* START *
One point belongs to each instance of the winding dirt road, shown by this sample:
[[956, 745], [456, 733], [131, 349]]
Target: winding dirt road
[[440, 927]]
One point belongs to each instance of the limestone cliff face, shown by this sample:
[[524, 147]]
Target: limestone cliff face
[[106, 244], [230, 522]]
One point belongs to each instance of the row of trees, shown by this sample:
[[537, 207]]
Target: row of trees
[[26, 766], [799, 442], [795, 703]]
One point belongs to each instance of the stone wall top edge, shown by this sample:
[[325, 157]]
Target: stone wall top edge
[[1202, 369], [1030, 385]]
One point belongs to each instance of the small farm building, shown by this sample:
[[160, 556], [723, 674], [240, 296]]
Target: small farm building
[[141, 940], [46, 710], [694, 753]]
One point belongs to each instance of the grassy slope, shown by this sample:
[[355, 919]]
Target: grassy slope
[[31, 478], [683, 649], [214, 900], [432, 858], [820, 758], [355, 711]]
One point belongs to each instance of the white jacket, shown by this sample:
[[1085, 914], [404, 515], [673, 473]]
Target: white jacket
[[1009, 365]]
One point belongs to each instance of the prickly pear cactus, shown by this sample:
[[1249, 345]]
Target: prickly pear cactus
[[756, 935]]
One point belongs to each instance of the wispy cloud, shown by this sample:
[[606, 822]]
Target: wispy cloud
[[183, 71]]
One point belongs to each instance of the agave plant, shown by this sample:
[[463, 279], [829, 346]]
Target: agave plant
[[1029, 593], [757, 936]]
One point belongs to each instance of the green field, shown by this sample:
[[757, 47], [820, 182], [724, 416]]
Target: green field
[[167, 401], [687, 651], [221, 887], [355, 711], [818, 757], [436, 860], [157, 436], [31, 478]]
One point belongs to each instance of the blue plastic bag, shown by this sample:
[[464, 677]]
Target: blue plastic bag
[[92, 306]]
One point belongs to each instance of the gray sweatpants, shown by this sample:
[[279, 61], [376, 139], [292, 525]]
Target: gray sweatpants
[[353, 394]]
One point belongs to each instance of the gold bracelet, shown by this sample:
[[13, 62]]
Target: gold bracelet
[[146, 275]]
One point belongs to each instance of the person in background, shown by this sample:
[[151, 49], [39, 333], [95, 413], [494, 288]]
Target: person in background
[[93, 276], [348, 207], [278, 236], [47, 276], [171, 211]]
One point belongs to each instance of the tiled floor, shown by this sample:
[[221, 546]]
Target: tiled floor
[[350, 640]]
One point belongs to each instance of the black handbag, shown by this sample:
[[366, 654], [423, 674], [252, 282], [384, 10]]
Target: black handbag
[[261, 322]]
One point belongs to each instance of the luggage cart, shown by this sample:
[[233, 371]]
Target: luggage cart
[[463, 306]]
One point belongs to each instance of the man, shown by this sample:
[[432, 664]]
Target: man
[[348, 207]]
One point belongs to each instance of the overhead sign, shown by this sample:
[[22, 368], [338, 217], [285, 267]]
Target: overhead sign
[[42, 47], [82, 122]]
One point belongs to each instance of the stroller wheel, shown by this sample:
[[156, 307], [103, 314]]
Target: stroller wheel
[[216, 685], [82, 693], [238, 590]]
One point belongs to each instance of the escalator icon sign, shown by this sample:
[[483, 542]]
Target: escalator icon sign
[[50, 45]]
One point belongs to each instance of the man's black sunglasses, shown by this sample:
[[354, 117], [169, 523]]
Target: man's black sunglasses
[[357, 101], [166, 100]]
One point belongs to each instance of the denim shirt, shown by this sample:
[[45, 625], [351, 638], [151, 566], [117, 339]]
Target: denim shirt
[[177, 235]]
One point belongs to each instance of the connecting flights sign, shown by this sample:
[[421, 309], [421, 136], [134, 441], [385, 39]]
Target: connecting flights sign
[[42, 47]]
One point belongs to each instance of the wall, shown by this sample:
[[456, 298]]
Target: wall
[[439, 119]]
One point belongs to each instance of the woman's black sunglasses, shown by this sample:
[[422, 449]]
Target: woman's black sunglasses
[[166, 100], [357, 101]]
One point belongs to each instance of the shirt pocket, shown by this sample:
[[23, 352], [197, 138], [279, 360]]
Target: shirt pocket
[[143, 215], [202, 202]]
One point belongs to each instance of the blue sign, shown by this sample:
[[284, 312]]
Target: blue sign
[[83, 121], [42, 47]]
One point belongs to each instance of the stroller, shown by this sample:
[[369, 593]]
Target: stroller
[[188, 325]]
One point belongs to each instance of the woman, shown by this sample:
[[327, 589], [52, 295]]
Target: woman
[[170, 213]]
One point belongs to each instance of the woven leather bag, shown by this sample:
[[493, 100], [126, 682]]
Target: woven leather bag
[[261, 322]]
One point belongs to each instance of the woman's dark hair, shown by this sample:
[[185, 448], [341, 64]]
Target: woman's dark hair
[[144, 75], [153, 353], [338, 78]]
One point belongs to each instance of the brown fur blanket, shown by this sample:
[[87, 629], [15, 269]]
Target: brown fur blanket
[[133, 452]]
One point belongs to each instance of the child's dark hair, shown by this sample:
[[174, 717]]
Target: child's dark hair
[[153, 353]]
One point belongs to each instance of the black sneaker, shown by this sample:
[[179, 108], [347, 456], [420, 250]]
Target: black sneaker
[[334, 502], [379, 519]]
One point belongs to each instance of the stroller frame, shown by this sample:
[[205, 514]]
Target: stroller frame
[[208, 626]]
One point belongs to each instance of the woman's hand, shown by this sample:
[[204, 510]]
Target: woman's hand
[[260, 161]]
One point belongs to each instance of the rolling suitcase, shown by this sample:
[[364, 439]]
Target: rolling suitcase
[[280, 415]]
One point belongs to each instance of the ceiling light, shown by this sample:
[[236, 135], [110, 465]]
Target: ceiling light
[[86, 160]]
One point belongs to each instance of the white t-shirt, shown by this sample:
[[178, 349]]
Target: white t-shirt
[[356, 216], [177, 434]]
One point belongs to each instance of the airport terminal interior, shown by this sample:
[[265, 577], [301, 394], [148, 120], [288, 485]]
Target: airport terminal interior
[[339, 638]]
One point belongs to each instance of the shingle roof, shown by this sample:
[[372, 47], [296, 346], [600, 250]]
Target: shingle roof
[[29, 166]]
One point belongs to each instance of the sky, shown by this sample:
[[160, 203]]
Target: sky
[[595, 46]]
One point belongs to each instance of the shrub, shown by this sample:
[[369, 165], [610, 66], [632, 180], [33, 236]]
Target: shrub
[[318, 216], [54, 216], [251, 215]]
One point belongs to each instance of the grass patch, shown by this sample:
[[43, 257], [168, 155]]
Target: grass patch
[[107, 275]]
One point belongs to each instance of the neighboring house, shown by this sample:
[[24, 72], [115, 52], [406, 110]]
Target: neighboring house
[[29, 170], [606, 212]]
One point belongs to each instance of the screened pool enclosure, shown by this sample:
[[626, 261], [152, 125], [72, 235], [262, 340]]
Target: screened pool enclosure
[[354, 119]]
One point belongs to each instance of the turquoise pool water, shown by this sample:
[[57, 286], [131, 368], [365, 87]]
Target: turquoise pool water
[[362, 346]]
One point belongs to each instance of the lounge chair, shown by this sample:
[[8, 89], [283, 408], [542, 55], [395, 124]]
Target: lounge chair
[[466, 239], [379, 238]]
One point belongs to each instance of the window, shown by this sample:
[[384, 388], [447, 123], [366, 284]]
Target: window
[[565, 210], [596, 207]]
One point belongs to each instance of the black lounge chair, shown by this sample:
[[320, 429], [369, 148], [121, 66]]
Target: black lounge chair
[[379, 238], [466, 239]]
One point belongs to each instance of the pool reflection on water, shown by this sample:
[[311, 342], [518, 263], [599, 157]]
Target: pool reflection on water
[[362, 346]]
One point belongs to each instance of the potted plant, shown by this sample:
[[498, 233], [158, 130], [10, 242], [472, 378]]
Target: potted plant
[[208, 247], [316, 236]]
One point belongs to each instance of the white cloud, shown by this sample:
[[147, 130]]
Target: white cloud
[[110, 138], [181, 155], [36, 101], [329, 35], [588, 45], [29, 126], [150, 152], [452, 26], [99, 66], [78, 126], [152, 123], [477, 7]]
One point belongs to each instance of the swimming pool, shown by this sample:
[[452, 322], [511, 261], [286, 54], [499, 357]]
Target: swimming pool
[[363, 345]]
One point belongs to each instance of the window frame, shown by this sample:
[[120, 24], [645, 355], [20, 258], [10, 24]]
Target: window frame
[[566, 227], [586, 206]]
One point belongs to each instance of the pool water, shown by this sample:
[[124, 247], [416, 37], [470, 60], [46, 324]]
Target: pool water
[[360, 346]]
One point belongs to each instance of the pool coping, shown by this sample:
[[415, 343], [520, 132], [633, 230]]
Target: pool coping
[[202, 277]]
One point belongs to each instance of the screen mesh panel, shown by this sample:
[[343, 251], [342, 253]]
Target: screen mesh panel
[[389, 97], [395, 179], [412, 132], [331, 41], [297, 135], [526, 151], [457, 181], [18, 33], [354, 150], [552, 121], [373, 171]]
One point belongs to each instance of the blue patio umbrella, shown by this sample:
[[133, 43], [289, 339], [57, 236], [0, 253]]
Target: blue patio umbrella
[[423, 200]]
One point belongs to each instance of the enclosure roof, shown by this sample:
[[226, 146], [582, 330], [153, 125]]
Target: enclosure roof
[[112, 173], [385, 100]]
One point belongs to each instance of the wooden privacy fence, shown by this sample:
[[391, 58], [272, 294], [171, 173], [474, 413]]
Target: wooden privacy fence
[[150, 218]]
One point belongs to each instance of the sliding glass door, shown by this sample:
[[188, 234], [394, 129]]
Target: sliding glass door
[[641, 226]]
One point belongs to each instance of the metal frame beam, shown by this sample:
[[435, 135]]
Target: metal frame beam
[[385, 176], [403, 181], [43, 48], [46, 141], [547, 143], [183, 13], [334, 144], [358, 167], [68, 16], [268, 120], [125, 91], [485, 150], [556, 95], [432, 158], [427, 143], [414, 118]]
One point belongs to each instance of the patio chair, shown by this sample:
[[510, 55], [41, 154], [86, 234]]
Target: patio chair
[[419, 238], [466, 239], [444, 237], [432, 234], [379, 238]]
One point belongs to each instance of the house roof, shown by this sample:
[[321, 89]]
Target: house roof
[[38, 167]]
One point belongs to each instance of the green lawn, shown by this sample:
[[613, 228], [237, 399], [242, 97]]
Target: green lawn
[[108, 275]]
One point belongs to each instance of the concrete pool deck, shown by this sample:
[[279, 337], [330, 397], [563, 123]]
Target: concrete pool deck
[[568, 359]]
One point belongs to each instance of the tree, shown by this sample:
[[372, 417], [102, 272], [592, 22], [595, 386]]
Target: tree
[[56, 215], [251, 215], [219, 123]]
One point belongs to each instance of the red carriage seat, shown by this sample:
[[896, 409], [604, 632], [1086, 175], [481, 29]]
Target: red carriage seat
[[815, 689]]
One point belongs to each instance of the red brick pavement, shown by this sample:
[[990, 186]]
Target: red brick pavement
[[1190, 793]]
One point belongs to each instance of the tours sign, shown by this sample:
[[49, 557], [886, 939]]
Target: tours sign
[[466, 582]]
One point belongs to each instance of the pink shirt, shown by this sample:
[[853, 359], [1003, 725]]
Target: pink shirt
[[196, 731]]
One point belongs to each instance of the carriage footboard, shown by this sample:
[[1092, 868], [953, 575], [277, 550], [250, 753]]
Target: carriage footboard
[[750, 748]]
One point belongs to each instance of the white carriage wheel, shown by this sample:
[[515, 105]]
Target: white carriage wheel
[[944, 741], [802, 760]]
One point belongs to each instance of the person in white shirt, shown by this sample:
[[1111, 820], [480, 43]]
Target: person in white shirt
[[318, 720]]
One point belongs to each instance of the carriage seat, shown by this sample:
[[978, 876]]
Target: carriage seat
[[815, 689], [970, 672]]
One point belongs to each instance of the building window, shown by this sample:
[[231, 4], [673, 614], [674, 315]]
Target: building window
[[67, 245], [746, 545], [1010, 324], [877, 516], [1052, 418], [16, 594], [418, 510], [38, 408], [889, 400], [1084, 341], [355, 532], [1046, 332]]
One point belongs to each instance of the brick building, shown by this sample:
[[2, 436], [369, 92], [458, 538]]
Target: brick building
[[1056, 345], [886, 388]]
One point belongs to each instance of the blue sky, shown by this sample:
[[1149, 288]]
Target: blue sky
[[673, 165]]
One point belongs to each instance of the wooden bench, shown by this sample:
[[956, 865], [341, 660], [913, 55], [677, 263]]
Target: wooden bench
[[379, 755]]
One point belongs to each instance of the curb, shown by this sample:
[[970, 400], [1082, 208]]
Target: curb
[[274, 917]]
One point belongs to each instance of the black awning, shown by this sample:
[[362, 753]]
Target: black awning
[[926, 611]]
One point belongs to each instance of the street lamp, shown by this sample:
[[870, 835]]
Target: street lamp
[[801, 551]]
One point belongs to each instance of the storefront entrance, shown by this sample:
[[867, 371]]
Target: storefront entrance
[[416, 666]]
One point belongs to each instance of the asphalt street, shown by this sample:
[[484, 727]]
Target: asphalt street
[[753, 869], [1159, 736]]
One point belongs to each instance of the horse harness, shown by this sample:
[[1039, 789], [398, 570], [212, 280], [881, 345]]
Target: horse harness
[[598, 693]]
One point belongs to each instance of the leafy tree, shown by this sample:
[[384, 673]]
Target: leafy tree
* END *
§ Stated exercise:
Write the lines out verbatim, from the one with "One point belongs to each instance of the brick" through the last line of the entries, and stop there.

§ Output of the task:
One point belongs to each instance of the brick building, shown by this sample:
[[2, 436], [369, 92], [458, 538]]
Target: brick building
[[1056, 345], [886, 388]]
One point belongs to each instance of the blue sky, shown by this sample:
[[1149, 288]]
Target: blue sky
[[673, 165]]
One point belongs to each instance of the wooden bench, shown by this sample:
[[956, 865], [341, 660], [913, 55], [677, 263]]
Target: wooden bench
[[379, 755]]
One point belongs to each instance of the curb, shown by this sample:
[[970, 400], [1082, 208]]
Target: curb
[[274, 917]]
One point belongs to each instance of the black awning, shown by this sample:
[[362, 753]]
Target: black awning
[[926, 611]]
One point belongs to each instance of the street lamp, shown by this sample:
[[870, 835]]
Target: street lamp
[[801, 551]]
One point belongs to each instance of the storefront entrance, shown by this sample:
[[867, 371]]
Target: storefront entrance
[[416, 666]]
One point belongs to each instance of the asphalt street, shown by this sample:
[[484, 727]]
Target: asphalt street
[[753, 869], [1159, 736]]
One point belongs to each instance of the horse harness, shown by this sample:
[[1039, 789], [398, 570], [212, 280], [881, 345]]
Target: horse harness
[[598, 693]]
One point belongs to each instance of the leafy tree, shown by this sample:
[[384, 673]]
Target: leafy tree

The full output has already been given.